-- Begin Rows --

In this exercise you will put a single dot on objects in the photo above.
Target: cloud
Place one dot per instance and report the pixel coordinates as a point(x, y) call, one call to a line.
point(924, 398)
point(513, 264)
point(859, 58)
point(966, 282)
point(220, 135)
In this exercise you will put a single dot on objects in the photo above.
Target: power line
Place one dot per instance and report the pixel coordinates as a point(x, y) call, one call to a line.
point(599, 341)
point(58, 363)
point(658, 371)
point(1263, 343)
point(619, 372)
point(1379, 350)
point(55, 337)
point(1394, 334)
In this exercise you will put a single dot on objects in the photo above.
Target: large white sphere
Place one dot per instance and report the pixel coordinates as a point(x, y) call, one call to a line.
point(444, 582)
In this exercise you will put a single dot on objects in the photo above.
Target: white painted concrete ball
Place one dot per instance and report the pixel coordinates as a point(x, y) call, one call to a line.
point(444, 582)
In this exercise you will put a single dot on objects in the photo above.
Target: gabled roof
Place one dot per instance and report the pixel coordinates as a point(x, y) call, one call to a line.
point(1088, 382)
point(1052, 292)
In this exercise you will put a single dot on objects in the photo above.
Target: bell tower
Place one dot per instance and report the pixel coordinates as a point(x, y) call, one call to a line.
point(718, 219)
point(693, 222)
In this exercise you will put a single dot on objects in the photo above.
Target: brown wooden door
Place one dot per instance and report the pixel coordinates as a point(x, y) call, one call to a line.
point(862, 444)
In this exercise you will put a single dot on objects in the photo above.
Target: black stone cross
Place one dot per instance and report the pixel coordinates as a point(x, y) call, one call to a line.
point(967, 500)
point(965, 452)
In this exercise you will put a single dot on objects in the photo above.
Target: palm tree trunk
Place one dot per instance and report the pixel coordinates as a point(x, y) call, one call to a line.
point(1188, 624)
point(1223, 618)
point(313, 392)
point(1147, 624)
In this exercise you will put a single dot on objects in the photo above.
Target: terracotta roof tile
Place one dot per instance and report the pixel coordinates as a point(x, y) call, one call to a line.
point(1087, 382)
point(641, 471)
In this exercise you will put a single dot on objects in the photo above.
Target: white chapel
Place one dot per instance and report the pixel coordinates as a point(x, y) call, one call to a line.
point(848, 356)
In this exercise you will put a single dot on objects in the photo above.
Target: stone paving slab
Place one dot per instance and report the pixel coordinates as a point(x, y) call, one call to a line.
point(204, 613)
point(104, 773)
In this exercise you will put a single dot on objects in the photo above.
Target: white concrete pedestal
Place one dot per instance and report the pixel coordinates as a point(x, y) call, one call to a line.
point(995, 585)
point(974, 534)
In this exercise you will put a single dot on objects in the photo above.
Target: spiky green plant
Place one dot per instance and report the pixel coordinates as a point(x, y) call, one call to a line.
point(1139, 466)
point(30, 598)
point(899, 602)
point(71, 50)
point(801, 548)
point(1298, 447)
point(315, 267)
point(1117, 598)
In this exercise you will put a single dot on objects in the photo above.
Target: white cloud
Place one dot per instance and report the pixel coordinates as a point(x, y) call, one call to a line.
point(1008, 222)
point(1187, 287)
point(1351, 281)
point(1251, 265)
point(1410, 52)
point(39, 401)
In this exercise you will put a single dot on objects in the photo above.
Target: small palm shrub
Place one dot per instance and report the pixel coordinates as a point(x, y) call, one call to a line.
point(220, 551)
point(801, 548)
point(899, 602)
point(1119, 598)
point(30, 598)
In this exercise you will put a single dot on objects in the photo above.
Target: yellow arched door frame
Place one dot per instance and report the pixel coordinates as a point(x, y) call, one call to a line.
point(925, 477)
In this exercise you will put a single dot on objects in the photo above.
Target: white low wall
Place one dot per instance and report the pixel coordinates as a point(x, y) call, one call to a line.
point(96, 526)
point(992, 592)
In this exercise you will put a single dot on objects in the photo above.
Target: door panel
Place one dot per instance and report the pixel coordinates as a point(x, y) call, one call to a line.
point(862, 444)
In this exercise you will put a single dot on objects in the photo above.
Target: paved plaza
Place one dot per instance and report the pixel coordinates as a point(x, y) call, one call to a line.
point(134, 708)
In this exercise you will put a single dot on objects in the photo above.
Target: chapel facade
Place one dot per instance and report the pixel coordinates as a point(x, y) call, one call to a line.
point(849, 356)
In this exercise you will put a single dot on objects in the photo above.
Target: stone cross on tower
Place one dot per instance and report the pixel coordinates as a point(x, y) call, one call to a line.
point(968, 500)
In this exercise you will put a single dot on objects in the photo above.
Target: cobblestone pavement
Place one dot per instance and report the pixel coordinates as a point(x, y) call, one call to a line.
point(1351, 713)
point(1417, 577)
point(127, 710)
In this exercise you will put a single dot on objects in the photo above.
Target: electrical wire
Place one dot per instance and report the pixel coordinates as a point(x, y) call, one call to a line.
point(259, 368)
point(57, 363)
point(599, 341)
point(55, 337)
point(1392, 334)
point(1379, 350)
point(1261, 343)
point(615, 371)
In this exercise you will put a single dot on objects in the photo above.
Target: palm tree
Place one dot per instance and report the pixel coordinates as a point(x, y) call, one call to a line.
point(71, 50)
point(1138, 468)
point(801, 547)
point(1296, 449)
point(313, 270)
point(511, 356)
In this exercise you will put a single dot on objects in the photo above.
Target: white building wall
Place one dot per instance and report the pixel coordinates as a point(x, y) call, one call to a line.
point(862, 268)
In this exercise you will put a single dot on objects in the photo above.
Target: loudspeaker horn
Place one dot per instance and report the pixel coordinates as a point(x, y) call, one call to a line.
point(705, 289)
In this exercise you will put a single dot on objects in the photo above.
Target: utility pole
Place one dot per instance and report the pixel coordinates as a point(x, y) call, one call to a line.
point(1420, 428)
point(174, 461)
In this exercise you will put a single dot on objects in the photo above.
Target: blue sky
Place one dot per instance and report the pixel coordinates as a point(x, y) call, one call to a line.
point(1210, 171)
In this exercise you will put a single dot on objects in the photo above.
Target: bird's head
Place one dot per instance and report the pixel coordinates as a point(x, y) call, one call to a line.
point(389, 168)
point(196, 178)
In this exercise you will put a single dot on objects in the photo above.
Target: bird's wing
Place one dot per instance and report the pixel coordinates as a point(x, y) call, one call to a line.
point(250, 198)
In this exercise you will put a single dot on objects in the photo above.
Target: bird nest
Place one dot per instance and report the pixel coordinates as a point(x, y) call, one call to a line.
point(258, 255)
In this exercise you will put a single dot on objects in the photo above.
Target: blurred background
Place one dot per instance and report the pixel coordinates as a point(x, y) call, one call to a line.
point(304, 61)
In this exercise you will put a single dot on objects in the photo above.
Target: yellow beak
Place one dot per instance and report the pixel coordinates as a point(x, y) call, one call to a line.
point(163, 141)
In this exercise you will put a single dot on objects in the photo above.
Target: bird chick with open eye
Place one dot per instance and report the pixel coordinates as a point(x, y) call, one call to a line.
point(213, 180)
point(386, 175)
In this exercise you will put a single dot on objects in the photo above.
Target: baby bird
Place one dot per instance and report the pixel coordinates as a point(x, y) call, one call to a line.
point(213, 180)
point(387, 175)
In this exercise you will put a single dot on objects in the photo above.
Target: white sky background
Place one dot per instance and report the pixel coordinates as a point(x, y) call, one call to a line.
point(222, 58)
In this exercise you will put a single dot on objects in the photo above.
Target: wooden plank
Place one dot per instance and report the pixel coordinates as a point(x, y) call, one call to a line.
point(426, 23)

-- End Rows --

Stated exercise:
Copy the entire listing above line for line, changing nothing.

Solution below:
In this exercise you will put a single dot on objects in the photo above.
Target: cloud
Place one dot per instance and report the pixel coordinates as a point(x, y) call, one call to a line.
point(924, 398)
point(513, 264)
point(859, 58)
point(966, 282)
point(220, 135)
In this exercise you will put a single dot on objects in the photo above.
Target: power line
Place one dot per instance and report the pixel coordinates as a point(x, y) call, one call to a line.
point(599, 341)
point(58, 363)
point(658, 371)
point(1263, 343)
point(619, 372)
point(1379, 350)
point(55, 337)
point(1394, 334)
In this exercise you will put a single dot on objects in the photo above.
Target: large white sphere
Place one dot per instance and report the pixel coordinates as a point(x, y) call, one call to a line.
point(444, 582)
In this exercise you will put a single dot on objects in the photo above.
Target: white painted concrete ball
Place one dot per instance and report the pixel coordinates as a point(x, y) call, one call to a line.
point(444, 582)
In this exercise you will put a single dot on objects in the photo above.
Target: gabled roof
Place one dot per instance and report the pixel coordinates as a point(x, y) call, one call to a line.
point(1088, 382)
point(1052, 292)
In this exercise you will put a single dot on objects in the photo above.
Target: bell tower
Place one dot per instance and report the pixel coordinates as a point(x, y) call, one call to a line.
point(718, 219)
point(693, 222)
In this exercise you will put a single dot on objects in the photo above.
Target: brown wooden door
Place one dot per instance and report the pixel coordinates as a point(x, y) call, one call to a line.
point(862, 444)
In this exercise you will put a single dot on objects in the photo above.
Target: black stone cross
Place one dot per instance and report the pixel coordinates as a point(x, y) call, one call to a line.
point(967, 500)
point(965, 452)
In this exercise you will put a single dot on objects in the photo above.
Target: palm tree trunk
Place one dot per instance and report the pixel coordinates as a point(x, y) call, one call to a line.
point(1188, 624)
point(1223, 618)
point(313, 392)
point(1147, 624)
In this exercise you will put a single dot on objects in the photo above.
Target: terracotta roof tile
Place one dot per instance and report the pixel coordinates as a point(x, y) call, one call to a line.
point(1087, 382)
point(641, 471)
In this exercise you will put a single dot on objects in the photo above.
Target: white chapel
Place one dot per instance and report the pixel coordinates as a point(x, y) call, one call to a line.
point(848, 356)
In this exercise you will put a single dot on objects in the photo above.
Target: stone paving slab
Place one dot per instance and report the pixel coordinates as a point(x, y) call, one call to a line.
point(204, 613)
point(104, 773)
In this exercise you will put a single dot on objects in the photo above.
Target: white concrete pedestal
Place one dot per instance and report the pixel coordinates as a point(x, y) call, one call to a line.
point(995, 585)
point(974, 534)
In this exercise you will put a single dot on objects in the photo above.
Target: spiky green plant
Place one dot per instance and report the pixel coordinates as a point(x, y) call, one call to a line.
point(1139, 466)
point(30, 598)
point(899, 602)
point(71, 50)
point(801, 548)
point(1298, 447)
point(315, 267)
point(1117, 598)
In this exercise you will put a single dot on objects in the photo above.
Target: white cloud
Place one dot per instance and report the pixel coordinates as a point(x, y) call, one call to a line.
point(1008, 222)
point(1187, 287)
point(1351, 281)
point(1251, 265)
point(1410, 52)
point(39, 401)
In this exercise you will put a single dot on objects in the photo above.
Target: small palm shrub
Place one dot per instance and report the pixel coordinates as a point(x, y) call, one call to a line.
point(220, 551)
point(801, 548)
point(899, 602)
point(1119, 598)
point(30, 598)
In this exercise you will put a single dot on objects in the photo above.
Target: yellow arched door frame
Place one dot per instance and report the pixel coordinates as a point(x, y) call, one call to a line.
point(925, 477)
In this exercise you will put a single dot on objects in the photo above.
Target: white low wall
Place one dot per instance and report the pixel coordinates as a point(x, y) call, one call to a line.
point(96, 526)
point(992, 592)
In this exercise you will put a single dot on objects in the photo above.
Target: door panel
Place one dot per instance and report the pixel coordinates as a point(x, y) call, one call to a line.
point(862, 444)
In this exercise you will put a single dot on objects in the photo above.
Target: paved plaza
Place one dot per instance and report the pixel coordinates as a point(x, y) call, one call to a line.
point(134, 708)
In this exercise you will put a single dot on objects in the photo above.
Target: chapel facade
Place one dot per instance and report the pixel coordinates as a point(x, y) call, one call to a line.
point(849, 356)
In this exercise you will put a single dot on objects in the photo above.
Target: stone cross on tower
Place one dot per instance and report the pixel coordinates as a point(x, y) call, one call to a line.
point(968, 500)
In this exercise you will put a single dot on objects in the photo above.
Target: cobblestone pavement
Place one dot per instance and report the pixel coordinates as a point(x, y) call, one call to a line.
point(1351, 713)
point(1417, 577)
point(127, 710)
In this exercise you will put a single dot on objects in the photo above.
Target: electrical wire
Place one dot per instance and report the pixel coordinates as a point(x, y) call, one call to a line.
point(259, 368)
point(57, 363)
point(599, 341)
point(55, 337)
point(1392, 334)
point(1379, 350)
point(1261, 343)
point(615, 371)
In this exercise you will put a single dot on objects in the photo above.
Target: palm tree
Place one dot per instance and report the pixel coordinates as a point(x, y) call, one call to a line.
point(71, 50)
point(1138, 468)
point(801, 547)
point(1296, 449)
point(313, 270)
point(511, 356)
In this exercise you will put a single dot on objects in the photo above.
Target: white building wall
Place one dot per instance and report the pixel coordinates as a point(x, y) call, one call to a line.
point(862, 268)
In this exercise you will put a single dot on objects in the photo above.
Target: loudspeaker horn
Place one dot per instance and report the pixel coordinates as a point(x, y) call, one call to a line.
point(705, 289)
In this exercise you will put a single dot on objects in the photo above.
Target: utility pole
Place one dot per instance and report the pixel coordinates as a point(x, y) call, one call to a line.
point(1420, 428)
point(174, 461)
In this exercise you will put a single dot on objects in the photo above.
Target: blue sky
Place one dot per instance and report the pixel coordinates as a point(x, y) call, one call to a line.
point(1210, 171)
In this exercise you will put a single dot on objects in the photo above.
Target: bird's head
Place one dot per instance and report the pixel coordinates as a point(x, y) call, one call to a line.
point(389, 168)
point(196, 178)
In this exercise you will put a single dot on objects in the photo above.
Target: bird's wing
Place one dot per instance and report the pixel coordinates as a point(x, y) call, one call to a line.
point(250, 198)
In this exercise you will put a single dot on objects in the photo above.
Target: bird nest
Place one dot per instance and report the pixel coordinates as a point(x, y) call, one call to a line.
point(258, 255)
In this exercise you will put a single dot on objects in the photo above.
Target: blurred background
Place one dot per instance and report the pixel coordinates as a point(x, y) call, one call to a line.
point(304, 61)
In this exercise you will put a single dot on objects in the photo above.
Target: yellow beak
Place one dot per instance and report the pixel coordinates as a point(x, y) call, one call to a line.
point(163, 141)
In this exercise you will put a single dot on objects in the photo above.
Target: bird chick with open eye
Place one dot per instance and report the pixel coordinates as a point(x, y) call, one call to a line.
point(213, 180)
point(386, 175)
In this exercise you will put a single dot on objects in the photo above.
Target: baby bird
Place one dot per instance and report the pixel coordinates as a point(x, y) call, one call to a line.
point(213, 180)
point(387, 175)
In this exercise you will put a single dot on objects in the photo above.
Target: white sky background
Place one dot per instance and report the pixel coordinates as a point(x, y) call, one call to a line.
point(222, 58)
In this exercise you will put a single dot on objects in the photo above.
Target: wooden plank
Place one dot per instance and report the pixel coordinates as a point(x, y) call, one call to a line.
point(426, 23)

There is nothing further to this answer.